*Given task*
Copy the records starting at the beginning and ending at the line that contains "185], [262, 200]]]", shifting every coordinate in the answers up by 141. Leave all other lines unchanged.

*Segmentation labeling items*

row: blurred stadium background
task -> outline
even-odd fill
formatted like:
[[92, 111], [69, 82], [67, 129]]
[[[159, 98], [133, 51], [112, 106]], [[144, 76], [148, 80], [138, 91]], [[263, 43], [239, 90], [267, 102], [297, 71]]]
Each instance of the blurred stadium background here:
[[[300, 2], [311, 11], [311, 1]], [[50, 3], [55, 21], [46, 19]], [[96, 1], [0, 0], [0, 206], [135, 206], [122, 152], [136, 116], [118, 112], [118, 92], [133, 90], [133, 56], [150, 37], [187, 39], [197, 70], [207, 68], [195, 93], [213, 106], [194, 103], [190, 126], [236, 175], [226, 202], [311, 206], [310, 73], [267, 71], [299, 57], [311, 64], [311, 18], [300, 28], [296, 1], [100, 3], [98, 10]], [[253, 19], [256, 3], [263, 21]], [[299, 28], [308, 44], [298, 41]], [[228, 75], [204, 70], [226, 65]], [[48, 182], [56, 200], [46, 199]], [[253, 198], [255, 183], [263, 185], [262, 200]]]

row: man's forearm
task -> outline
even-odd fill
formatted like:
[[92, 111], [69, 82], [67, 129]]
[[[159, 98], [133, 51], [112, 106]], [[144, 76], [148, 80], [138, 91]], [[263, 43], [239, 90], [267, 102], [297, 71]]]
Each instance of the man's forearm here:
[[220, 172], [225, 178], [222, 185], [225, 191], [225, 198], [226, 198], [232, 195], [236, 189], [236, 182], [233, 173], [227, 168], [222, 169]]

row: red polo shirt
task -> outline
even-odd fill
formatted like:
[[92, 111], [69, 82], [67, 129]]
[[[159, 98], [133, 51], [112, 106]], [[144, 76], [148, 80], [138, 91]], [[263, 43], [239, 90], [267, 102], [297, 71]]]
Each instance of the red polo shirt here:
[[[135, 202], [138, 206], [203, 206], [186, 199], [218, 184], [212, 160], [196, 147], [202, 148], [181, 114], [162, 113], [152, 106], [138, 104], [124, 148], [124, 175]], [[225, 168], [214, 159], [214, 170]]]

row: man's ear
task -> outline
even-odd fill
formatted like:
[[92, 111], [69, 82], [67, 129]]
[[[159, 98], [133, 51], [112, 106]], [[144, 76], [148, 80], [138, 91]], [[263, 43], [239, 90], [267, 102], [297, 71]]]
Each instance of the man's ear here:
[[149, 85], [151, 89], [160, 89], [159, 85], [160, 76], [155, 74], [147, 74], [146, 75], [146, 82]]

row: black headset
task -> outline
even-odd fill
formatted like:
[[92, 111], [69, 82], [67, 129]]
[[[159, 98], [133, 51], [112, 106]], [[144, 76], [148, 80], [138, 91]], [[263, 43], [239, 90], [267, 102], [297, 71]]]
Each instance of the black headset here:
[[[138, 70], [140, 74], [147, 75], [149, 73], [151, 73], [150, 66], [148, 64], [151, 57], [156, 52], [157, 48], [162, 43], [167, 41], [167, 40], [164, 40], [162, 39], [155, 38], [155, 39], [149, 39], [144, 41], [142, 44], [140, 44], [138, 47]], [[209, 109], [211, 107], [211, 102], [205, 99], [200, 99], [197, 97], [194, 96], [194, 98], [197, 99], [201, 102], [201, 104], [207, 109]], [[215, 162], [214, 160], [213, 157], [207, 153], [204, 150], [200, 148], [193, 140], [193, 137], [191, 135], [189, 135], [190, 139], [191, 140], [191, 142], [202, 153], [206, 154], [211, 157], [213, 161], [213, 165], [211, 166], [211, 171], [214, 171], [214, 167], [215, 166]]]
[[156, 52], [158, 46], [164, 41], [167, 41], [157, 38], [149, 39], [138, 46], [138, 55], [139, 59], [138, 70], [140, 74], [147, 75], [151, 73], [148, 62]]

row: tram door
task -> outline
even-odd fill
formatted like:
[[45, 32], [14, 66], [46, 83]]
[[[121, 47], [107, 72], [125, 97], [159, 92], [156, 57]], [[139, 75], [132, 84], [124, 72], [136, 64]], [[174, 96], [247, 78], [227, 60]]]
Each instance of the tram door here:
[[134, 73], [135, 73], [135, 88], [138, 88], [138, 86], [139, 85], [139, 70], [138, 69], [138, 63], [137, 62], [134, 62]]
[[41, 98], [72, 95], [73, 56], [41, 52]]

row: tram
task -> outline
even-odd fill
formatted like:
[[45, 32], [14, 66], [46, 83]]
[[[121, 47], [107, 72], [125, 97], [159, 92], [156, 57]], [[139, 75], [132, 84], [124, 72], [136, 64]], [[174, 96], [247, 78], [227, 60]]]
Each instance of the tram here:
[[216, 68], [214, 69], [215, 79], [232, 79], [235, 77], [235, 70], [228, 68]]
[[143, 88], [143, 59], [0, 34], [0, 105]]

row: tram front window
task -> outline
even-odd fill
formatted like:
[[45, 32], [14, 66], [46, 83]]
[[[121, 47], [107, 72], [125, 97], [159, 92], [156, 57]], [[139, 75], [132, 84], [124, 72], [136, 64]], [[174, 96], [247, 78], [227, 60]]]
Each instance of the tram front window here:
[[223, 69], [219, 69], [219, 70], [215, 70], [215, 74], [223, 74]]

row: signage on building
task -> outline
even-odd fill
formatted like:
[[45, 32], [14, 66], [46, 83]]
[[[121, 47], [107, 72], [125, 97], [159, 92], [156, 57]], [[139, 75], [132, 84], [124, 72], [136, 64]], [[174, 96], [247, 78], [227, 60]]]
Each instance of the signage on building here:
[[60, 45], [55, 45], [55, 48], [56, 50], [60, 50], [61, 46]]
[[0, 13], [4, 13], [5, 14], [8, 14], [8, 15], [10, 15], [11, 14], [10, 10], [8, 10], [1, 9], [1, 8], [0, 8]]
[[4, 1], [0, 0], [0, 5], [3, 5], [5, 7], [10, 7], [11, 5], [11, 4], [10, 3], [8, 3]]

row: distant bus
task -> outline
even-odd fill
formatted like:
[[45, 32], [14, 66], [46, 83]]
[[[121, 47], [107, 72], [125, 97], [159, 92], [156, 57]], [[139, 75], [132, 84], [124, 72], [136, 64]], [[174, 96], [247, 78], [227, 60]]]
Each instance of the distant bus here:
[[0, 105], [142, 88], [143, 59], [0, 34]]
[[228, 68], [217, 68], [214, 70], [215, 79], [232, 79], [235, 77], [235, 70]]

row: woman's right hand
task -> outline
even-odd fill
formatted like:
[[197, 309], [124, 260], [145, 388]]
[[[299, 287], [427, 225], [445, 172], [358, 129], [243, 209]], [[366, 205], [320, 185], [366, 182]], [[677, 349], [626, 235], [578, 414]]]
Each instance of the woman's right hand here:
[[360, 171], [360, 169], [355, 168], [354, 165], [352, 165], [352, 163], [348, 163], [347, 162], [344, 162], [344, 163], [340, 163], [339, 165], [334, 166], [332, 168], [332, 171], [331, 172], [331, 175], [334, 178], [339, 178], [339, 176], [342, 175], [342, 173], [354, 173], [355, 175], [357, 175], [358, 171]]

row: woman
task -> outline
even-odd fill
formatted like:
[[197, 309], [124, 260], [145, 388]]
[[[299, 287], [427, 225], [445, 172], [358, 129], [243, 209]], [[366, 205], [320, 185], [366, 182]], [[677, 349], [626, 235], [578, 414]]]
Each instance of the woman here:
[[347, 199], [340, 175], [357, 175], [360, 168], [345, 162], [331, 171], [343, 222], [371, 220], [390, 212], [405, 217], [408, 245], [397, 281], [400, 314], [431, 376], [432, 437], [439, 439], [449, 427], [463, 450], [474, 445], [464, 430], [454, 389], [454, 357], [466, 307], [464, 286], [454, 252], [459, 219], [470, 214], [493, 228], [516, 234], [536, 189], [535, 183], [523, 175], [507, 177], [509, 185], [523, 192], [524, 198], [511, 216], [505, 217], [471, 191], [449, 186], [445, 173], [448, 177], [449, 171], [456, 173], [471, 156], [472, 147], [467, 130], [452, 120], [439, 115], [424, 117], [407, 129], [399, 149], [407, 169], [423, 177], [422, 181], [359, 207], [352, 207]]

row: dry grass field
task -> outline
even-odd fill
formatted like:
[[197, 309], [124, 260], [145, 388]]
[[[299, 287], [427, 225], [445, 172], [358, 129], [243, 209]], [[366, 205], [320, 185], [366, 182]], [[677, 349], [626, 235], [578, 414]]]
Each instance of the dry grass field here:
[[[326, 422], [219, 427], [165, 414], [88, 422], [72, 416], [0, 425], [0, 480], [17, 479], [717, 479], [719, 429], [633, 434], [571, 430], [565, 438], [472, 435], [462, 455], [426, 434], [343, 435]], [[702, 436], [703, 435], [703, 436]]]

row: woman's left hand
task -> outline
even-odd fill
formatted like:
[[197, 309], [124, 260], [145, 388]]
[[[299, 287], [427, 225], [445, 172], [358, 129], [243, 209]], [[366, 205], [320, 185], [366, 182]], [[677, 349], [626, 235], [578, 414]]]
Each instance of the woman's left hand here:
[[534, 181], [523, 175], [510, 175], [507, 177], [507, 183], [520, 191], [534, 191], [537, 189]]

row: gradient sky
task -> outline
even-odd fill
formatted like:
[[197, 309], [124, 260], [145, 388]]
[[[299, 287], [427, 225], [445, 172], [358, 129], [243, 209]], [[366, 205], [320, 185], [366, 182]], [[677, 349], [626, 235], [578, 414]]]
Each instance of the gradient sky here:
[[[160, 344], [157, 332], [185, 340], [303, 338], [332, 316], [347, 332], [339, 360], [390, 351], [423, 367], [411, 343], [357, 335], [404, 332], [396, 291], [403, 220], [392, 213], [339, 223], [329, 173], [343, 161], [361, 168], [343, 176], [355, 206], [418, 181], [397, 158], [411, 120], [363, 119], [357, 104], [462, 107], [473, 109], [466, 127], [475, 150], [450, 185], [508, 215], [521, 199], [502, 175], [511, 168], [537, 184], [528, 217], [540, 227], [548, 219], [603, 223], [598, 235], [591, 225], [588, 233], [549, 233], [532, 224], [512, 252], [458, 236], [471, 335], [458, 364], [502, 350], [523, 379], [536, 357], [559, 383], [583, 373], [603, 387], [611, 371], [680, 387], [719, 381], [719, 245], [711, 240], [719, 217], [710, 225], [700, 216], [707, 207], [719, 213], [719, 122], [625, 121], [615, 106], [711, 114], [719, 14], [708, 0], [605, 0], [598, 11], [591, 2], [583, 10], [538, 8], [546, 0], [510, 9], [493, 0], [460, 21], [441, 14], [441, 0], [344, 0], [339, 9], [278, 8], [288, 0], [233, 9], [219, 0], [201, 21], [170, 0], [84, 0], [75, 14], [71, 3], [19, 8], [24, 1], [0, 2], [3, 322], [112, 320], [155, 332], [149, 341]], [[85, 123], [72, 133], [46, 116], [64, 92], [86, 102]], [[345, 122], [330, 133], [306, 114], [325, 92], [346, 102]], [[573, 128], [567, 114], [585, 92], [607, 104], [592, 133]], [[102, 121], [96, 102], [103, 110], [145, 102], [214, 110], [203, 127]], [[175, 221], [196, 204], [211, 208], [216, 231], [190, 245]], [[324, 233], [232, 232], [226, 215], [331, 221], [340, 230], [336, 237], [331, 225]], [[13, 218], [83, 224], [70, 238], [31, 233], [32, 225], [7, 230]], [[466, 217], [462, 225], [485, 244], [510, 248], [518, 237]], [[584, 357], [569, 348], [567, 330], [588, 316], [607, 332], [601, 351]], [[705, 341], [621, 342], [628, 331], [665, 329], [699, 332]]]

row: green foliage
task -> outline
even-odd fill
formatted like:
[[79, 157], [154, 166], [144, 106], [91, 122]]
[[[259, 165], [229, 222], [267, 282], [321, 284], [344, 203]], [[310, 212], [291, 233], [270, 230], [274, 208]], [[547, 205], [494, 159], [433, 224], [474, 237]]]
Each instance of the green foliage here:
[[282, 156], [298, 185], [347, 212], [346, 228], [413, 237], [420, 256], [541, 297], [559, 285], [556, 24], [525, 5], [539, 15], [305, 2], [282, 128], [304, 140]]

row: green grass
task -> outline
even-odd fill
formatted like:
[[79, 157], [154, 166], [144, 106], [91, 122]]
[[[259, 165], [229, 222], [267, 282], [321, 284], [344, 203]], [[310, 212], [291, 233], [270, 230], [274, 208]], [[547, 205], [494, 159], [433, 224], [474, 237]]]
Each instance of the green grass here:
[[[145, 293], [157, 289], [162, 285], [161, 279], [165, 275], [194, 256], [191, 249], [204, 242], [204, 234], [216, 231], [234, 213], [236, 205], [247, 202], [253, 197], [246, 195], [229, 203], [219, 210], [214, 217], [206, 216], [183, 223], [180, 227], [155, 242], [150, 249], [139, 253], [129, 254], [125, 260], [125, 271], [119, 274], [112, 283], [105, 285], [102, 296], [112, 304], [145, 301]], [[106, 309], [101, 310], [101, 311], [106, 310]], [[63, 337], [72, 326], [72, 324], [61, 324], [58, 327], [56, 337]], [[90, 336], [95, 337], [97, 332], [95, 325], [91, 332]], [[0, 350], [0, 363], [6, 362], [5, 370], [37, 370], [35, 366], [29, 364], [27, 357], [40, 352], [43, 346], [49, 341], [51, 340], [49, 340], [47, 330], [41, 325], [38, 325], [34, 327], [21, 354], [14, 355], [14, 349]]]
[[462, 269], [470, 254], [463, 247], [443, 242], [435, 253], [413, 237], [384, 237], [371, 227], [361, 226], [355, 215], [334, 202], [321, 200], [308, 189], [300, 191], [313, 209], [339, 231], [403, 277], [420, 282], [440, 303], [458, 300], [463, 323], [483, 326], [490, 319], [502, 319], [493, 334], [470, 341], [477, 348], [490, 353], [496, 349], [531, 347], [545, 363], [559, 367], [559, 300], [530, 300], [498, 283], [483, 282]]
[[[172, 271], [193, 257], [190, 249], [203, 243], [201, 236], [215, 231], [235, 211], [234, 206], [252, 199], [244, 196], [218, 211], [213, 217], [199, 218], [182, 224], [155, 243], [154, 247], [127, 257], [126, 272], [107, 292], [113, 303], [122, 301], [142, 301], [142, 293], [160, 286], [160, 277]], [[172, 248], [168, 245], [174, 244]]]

*Answer in full*
row: blurred stadium background
task -> outline
even-odd fill
formatted like:
[[92, 111], [69, 82], [67, 129]]
[[[159, 98], [133, 51], [112, 106]], [[144, 76], [148, 80], [138, 91]], [[263, 43], [239, 90], [267, 102], [297, 71]]]
Each instance of the blurred stadium background here:
[[[441, 143], [452, 152], [452, 142]], [[191, 144], [196, 162], [187, 160]], [[237, 142], [141, 141], [141, 347], [276, 347], [263, 293], [277, 257], [259, 253], [259, 233], [274, 231], [274, 197], [291, 178], [328, 180], [338, 211], [348, 209], [336, 234], [354, 247], [335, 244], [331, 267], [377, 316], [367, 343], [452, 347], [451, 214], [408, 212], [440, 198], [452, 205], [452, 159], [441, 169], [437, 142], [241, 144], [239, 151]], [[394, 160], [397, 144], [404, 162]], [[440, 169], [449, 185], [439, 182]], [[369, 216], [345, 211], [367, 206]], [[189, 323], [197, 341], [187, 340]], [[394, 339], [396, 324], [404, 326], [403, 341]]]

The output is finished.